[Quoted passage]
+--
Background

Peer review is considered a key element of a scientific journal, but many flaws have been identified. It is slow, poor in detecting fraud, highly subjective, prone to bias, expensive, and easily abused [1, 2]. The traditional model is single-blind peer review: the reviewers know the identity of the authors but the authors do not know who the reviewers are. This model is common in biomedical and natural sciences [3, 4].

In addition to the weaknesses described above, there is a serious power imbalance in single-blind peer review. There is plenty of evidence that author characteristics, such as prestige, affiliation, nationality, language, and gender may affect the reviewers’ opinions and assessments of the manuscripts [3, 5]. The study by Huber et al. clearly shows the bias associated with the author characteristics. They invited more than 3,300 potential reviewers to review the same manuscript, either showing a very prominent corresponding author, or a relatively unknown researcher as corresponding author, or anonymized. When the prominent researcher was shown as the corresponding author, 23% of the reviewers recommended rejection, while for anonymized manuscript 48% did so, and when the less known author was shown, rejection was recommended by 65% of the reviewers [6].
+--
[List of tasks]
• 1. Quote the text on peer review between "Peer review is" and "sciences [3, 4].", inclusive.
• 2. Extend the text on peer review, starting after its last sentence.
The records are separate material and do not belong to the text on peer review.

[Region descriptions in natural language]
+--
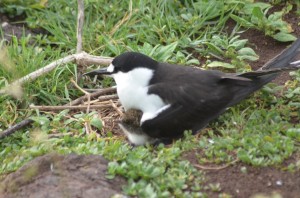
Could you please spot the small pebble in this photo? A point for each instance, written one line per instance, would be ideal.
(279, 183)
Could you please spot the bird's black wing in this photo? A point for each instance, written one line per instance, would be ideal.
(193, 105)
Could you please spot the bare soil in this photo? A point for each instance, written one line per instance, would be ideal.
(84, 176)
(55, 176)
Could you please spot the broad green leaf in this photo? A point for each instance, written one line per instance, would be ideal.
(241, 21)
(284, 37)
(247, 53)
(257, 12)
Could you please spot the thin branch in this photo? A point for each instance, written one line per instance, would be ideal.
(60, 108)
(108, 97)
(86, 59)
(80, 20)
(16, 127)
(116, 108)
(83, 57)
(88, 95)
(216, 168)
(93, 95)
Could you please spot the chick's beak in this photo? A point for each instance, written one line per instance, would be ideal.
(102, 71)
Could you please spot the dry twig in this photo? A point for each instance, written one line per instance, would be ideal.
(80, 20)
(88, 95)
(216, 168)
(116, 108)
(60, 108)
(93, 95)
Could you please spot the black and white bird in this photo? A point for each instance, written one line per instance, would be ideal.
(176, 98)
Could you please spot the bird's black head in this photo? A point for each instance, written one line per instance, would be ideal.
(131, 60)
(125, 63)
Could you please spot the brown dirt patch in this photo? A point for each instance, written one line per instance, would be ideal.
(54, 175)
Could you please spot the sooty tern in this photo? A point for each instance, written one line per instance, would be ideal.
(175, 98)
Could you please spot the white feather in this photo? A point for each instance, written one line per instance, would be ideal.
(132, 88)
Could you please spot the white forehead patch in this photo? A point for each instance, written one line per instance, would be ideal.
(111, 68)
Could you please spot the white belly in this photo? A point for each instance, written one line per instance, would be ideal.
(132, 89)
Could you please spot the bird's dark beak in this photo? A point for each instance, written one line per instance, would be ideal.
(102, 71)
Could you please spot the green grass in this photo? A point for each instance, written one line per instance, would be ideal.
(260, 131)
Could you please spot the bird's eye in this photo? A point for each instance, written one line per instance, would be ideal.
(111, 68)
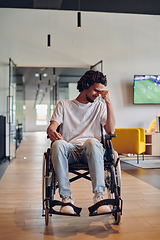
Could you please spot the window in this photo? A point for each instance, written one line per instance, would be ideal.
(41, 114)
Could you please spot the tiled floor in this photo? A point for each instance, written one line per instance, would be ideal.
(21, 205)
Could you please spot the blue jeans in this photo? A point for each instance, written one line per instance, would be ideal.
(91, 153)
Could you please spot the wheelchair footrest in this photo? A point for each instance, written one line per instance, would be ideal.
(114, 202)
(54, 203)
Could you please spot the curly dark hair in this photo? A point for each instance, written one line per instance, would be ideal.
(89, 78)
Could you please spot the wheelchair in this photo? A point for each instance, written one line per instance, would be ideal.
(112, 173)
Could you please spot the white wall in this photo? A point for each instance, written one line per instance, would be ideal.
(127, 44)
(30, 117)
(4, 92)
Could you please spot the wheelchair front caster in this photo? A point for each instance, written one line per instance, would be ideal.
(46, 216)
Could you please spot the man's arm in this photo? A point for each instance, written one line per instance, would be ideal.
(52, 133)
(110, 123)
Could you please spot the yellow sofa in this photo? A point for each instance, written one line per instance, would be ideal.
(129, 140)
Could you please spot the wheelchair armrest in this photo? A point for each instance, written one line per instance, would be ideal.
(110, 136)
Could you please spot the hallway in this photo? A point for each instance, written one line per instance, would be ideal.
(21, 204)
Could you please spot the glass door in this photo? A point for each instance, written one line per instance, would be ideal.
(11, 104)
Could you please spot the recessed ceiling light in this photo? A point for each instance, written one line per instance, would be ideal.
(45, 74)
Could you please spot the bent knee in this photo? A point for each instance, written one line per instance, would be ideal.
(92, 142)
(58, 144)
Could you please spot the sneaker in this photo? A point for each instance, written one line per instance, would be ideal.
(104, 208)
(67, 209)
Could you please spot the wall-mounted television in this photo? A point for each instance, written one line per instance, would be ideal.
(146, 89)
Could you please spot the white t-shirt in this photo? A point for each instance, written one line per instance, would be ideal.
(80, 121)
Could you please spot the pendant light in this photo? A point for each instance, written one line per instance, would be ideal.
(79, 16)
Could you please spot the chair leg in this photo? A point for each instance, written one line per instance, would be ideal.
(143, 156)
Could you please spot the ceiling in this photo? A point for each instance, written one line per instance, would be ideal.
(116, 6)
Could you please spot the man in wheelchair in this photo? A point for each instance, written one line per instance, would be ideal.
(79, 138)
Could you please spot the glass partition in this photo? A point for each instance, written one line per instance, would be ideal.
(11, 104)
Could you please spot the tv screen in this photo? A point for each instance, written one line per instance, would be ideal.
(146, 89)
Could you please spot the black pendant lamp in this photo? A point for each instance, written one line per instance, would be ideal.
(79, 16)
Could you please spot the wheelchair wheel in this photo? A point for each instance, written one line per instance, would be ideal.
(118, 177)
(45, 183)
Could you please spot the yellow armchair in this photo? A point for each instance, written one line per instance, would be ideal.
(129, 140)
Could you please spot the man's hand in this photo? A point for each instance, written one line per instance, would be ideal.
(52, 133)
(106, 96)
+--
[Answers to each task]
• 1.
Peer review is considered a key element of a scientific journal, but many flaws have been identified. It is slow, poor in detecting fraud, highly subjective, prone to bias, expensive, and easily abused [1, 2]. The traditional model is single-blind peer review: the reviewers know the identity of the authors but the authors do not know who the reviewers are. This model is common in biomedical and natural sciences [3, 4].

• 2.
Innovations aiming to tackle at least some of these biases include two opposite formats of peer review: double-blind peer review and open peer review. In double-blind peer review neither authors nor reviewers know the identity of the others. Double-blinding should reduce the status bias and other biases of single-blind peer review [1, 3,4,5,6]. The model was first introduced in the social sciences [4] and is more common in many other fields of science than in biomedicine, although it is gaining ground in biomedical journals, too. In open peer review the names of the reviewers are revealed to the authors and the names of the authors to the reviewers. Some journals also publish the reviewers’ names and comments as well as the previous versions of the manuscripts [4, 7].

The Finnish Medical Journal is one of the two major general medical journals in Finland. The journal is published by the Finnish Medical Association, and the members receive the journal as member benefit. Other health care professionals and institutions can subscribe for the journal. The journal is published in Finnish, with English summaries online. As a journal published in a national language, it is not indexed internationally and, thus, has no impact factor. The journal annually publishes c. 120 peer-reviewed articles, including original research articles, review articles and case reports. In addition to those, editorials, opinion pieces and letters to the editor, as well as news and feature articles are published. There are no article processing charges.

Most review articles are commissioned and both non-commissioned and commissioned reviews, as well as original research articles and case-reports, are externally peer reviewed by at least two reviewers. The reviewers are medical or other professionals with scientific training, and they are selected by the journal’s associate editors. Due to the language, the pool of potential reviewers is limited to Finnish speaking experts. There are c. 30,000 licensed physicians in Finland, about 25% of them with a doctorate (data from the Finnish Medical Association).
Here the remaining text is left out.